• _Provided passage_
--- BEGIN ---

30 inch shoots just as well as 27 , really good shooting bow . IMO one of most shootable sub 6 inch brace bows ever built


----------



## Bill McNab (Oct 5, 2013)

So on my wish list in the next year!.


----------



## ex-wolverine (Dec 31, 2004)

Boonerbrad said:


> Dang i hate that. Hamskea is my number one choice by far. No way it fits huh?


Positive I sell more Hamskea than anything else and my self and a few others tried to wish it to fit , and no luck


----------



## rb77 (May 16, 2008)

I'm using a ripcord ace. Working great


----------



## alligood729 (Mar 25, 2007)

ex-wolverine said:


> The bow is simply amazing I posted this on another thread
> 
> I got to spend some time with couple of the new PSE Archery Xpedite this weekend . Before I go into the details the bow is rated at 350 FPS ATA/IBO with High Let off modules and 360 FPS with Low Let off modules . Both bows I set up this weekend are with the High let off mods and are rated at 350 FPS
> 
> ...


Excellent review Tom, and almost exactly what I found with mine. I have the Kryptek, 28" draw, 64lbs, 435gr arrow, 285fps. So smooth for a speed bow. Now all I need is an expedited trip to the cooler with a deer.....can't stay off the road pushing these fine bows!!!


----------



## boonerbrad (Nov 30, 2006)

--- END ---

• _Written request A_
In the records, from the line containing "For every instance of the tractor windshield, locate" through the final line of the records, substitute "vehicle" for every occurrence of "tractor" and reproduce those lines with all else unchanged.

• _Items_
--- BEGIN ---

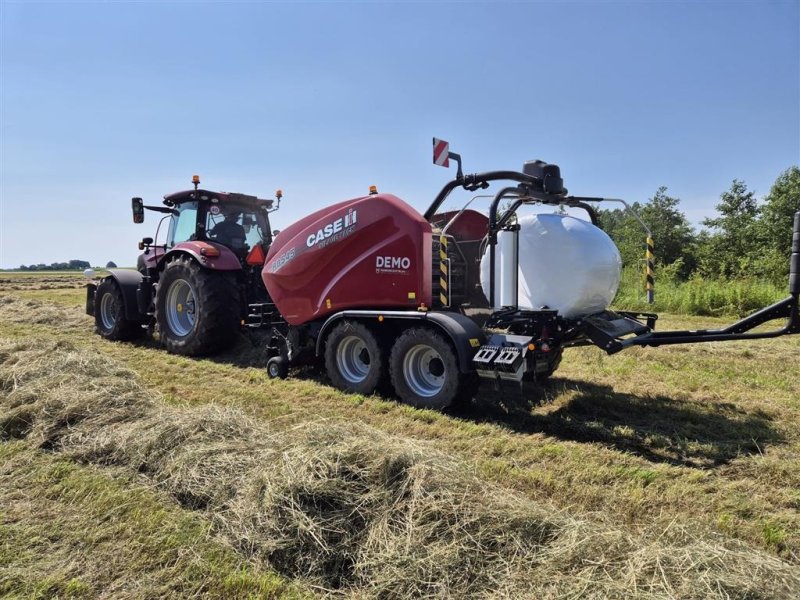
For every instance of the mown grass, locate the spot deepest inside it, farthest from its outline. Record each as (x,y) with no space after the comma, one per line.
(699,437)
(74,531)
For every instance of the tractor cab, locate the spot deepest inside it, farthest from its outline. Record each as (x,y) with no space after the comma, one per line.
(236,221)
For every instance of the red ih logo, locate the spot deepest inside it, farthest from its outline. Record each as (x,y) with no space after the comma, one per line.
(441,153)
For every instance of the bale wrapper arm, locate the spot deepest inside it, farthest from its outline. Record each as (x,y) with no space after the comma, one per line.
(741,330)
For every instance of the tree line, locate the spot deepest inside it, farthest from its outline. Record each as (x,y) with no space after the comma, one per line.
(747,238)
(72,265)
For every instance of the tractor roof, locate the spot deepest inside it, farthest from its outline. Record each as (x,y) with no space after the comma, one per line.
(222,197)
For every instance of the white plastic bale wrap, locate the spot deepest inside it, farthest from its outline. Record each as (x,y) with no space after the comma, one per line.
(565,263)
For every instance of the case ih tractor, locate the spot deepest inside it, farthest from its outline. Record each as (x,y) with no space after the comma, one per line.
(383,296)
(201,284)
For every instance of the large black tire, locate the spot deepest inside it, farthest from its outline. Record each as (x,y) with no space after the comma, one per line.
(353,358)
(197,309)
(109,313)
(424,370)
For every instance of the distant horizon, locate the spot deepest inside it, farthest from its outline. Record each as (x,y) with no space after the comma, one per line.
(101,102)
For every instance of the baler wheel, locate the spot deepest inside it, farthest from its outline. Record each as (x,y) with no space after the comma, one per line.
(277,368)
(197,309)
(109,314)
(424,370)
(353,358)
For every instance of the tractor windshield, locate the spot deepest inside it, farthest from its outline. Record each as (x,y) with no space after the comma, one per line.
(183,226)
(238,226)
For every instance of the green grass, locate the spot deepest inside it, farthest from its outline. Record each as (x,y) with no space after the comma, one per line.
(698,296)
(700,436)
(74,531)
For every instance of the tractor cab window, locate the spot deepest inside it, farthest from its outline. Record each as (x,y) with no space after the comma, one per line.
(237,226)
(183,226)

--- END ---

• _Written request B_
Repeat the archery thread word for word from "Excellent review Tom, and" through "(Nov 30, 2006)", inclusive.

• _Correct result A_
For every instance of the vehicle windshield, locate the spot deepest inside it, farthest from its outline. Record each as (x,y) with no space after the comma, one per line.
(183,226)
(238,226)
For every instance of the green grass, locate the spot deepest inside it, farthest from its outline. Record each as (x,y) with no space after the comma, one per line.
(698,296)
(700,436)
(74,531)
For every instance of the vehicle cab window, locate the spot deepest inside it, farthest from its outline. Record each as (x,y) with no space after the comma, one per line.
(237,226)
(183,226)

• _Correct result B_
Excellent review Tom, and almost exactly what I found with mine. I have the Kryptek, 28" draw, 64lbs, 435gr arrow, 285fps. So smooth for a speed bow. Now all I need is an expedited trip to the cooler with a deer.....can't stay off the road pushing these fine bows!!!


----------



## boonerbrad (Nov 30, 2006)